** Action item **
Quote, word for word, every line starting at the line that contains "Query: apple" and ending with the last line of the records; include both of these lines and no others.

** Information **
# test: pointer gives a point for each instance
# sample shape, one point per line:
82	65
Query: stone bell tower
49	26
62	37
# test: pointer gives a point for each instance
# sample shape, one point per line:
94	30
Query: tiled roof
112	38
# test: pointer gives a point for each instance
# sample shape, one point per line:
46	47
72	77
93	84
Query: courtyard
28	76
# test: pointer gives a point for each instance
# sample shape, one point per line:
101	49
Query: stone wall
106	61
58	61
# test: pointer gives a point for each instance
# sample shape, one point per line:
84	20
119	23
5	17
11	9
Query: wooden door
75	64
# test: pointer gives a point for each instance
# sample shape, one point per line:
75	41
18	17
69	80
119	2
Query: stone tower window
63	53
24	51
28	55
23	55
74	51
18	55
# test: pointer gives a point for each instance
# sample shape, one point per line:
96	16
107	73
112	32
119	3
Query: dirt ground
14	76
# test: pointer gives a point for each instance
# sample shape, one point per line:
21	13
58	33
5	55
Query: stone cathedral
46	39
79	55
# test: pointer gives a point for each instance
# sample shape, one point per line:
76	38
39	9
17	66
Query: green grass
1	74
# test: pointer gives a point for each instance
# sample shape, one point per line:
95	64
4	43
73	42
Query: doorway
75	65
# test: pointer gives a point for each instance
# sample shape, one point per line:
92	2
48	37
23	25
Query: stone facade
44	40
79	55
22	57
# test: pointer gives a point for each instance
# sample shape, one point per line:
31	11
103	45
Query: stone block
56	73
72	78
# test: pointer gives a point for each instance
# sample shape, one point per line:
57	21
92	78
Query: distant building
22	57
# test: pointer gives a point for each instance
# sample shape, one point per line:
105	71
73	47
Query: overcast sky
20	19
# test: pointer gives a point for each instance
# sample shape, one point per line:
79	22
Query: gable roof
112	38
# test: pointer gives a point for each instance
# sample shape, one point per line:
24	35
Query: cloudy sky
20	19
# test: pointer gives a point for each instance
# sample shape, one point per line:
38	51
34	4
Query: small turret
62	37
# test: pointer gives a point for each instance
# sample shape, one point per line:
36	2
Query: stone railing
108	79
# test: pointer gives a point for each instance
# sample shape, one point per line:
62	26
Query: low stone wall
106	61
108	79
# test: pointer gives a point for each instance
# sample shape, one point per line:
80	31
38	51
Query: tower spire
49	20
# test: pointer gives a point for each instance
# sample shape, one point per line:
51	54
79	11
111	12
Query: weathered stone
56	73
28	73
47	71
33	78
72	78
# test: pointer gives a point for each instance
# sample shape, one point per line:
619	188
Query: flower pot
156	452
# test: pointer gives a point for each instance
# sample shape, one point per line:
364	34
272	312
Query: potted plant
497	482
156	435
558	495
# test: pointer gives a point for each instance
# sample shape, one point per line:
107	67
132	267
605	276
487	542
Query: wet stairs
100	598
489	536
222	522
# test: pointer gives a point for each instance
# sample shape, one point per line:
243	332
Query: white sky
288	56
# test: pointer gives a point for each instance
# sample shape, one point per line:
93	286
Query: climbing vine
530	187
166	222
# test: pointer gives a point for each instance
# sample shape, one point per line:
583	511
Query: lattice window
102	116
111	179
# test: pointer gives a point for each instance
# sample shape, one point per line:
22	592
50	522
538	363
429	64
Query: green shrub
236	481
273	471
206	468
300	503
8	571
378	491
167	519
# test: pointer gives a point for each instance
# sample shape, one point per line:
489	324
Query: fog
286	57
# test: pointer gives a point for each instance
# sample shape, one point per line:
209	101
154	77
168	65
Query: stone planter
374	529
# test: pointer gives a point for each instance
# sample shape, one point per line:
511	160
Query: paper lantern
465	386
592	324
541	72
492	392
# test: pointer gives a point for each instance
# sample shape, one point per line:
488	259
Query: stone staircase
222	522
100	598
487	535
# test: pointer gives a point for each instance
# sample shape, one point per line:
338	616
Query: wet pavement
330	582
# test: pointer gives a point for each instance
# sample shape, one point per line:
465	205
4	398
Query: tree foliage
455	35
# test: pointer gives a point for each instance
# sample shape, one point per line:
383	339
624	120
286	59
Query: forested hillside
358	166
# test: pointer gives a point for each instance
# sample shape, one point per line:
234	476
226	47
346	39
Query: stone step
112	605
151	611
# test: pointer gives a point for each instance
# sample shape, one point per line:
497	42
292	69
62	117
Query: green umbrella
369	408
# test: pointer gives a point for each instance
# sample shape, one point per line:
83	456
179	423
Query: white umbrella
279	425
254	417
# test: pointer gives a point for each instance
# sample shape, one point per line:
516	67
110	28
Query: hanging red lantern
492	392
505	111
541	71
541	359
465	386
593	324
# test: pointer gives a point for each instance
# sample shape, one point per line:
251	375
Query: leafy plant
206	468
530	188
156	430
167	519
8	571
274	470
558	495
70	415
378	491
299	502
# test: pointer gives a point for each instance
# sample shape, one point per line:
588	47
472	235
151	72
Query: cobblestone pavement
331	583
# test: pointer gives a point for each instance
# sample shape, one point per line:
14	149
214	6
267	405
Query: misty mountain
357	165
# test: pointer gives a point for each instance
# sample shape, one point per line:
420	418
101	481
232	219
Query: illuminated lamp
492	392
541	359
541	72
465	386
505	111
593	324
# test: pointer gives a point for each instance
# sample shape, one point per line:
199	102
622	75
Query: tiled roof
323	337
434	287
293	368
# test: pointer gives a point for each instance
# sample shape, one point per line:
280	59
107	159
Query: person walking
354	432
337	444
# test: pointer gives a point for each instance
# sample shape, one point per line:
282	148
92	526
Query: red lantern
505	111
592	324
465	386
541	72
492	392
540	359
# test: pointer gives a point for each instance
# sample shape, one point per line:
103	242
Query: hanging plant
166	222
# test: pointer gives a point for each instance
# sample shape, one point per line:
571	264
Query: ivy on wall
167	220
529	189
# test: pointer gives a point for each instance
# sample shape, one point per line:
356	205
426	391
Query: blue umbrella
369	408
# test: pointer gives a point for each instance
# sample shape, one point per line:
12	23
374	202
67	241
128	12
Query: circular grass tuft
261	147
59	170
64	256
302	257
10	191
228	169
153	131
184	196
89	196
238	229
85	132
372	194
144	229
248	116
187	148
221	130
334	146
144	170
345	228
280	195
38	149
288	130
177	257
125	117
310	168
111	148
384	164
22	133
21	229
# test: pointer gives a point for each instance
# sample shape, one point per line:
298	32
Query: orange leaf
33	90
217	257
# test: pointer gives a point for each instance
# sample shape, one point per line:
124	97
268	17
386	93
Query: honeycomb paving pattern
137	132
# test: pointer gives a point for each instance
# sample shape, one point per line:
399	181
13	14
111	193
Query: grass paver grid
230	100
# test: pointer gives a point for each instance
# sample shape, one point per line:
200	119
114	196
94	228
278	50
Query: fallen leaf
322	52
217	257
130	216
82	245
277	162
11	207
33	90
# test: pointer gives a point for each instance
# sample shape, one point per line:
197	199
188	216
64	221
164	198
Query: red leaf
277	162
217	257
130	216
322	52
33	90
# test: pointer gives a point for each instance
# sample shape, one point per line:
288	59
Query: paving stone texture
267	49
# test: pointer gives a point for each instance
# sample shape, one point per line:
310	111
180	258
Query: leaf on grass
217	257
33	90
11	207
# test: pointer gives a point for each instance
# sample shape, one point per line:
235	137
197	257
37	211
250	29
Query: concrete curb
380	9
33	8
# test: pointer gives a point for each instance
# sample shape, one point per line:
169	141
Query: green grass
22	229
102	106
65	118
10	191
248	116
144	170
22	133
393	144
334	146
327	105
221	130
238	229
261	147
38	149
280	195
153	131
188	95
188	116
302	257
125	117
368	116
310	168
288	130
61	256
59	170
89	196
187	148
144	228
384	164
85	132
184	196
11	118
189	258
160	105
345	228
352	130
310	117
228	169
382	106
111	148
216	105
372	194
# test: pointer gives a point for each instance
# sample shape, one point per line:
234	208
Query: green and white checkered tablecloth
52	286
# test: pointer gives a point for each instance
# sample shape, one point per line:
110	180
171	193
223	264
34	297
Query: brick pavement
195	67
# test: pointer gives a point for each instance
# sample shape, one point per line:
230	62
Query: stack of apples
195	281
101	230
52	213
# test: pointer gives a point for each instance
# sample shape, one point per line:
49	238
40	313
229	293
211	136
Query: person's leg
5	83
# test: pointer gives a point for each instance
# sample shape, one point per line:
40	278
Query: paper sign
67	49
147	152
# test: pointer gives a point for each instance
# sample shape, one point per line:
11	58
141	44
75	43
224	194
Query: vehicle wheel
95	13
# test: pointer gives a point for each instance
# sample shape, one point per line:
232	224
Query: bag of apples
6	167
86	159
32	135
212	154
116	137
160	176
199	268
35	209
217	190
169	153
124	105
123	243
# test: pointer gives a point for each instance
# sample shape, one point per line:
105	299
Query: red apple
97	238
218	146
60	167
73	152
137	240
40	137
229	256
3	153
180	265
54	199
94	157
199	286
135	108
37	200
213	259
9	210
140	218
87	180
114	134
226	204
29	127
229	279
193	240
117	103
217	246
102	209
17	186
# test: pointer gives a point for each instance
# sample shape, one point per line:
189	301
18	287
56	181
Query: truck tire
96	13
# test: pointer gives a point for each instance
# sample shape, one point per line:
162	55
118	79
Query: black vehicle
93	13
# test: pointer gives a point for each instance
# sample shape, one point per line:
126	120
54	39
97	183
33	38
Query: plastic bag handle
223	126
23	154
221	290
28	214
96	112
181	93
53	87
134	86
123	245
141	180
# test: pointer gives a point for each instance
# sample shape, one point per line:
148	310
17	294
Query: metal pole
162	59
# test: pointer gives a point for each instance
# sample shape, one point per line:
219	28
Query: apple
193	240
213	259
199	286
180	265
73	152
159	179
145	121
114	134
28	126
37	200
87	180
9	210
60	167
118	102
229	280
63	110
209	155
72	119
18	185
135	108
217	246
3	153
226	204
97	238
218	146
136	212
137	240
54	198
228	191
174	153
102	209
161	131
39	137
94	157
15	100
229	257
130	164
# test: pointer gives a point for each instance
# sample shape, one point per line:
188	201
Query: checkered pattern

** Task output **
Query: apple
193	240
213	259
199	286
180	265
73	152
159	179
145	121
114	134
28	126
37	200
87	180
9	210
60	167
118	102
229	280
63	110
209	155
72	119
18	185
135	108
217	246
3	153
226	204
97	238
218	146
136	212
137	240
54	198
228	191
174	153
102	209
161	131
39	137
94	157
15	100
229	257
130	164
# test: pointer gives a point for each instance
# sample shape, one point per line:
188	201
Query: checkered pattern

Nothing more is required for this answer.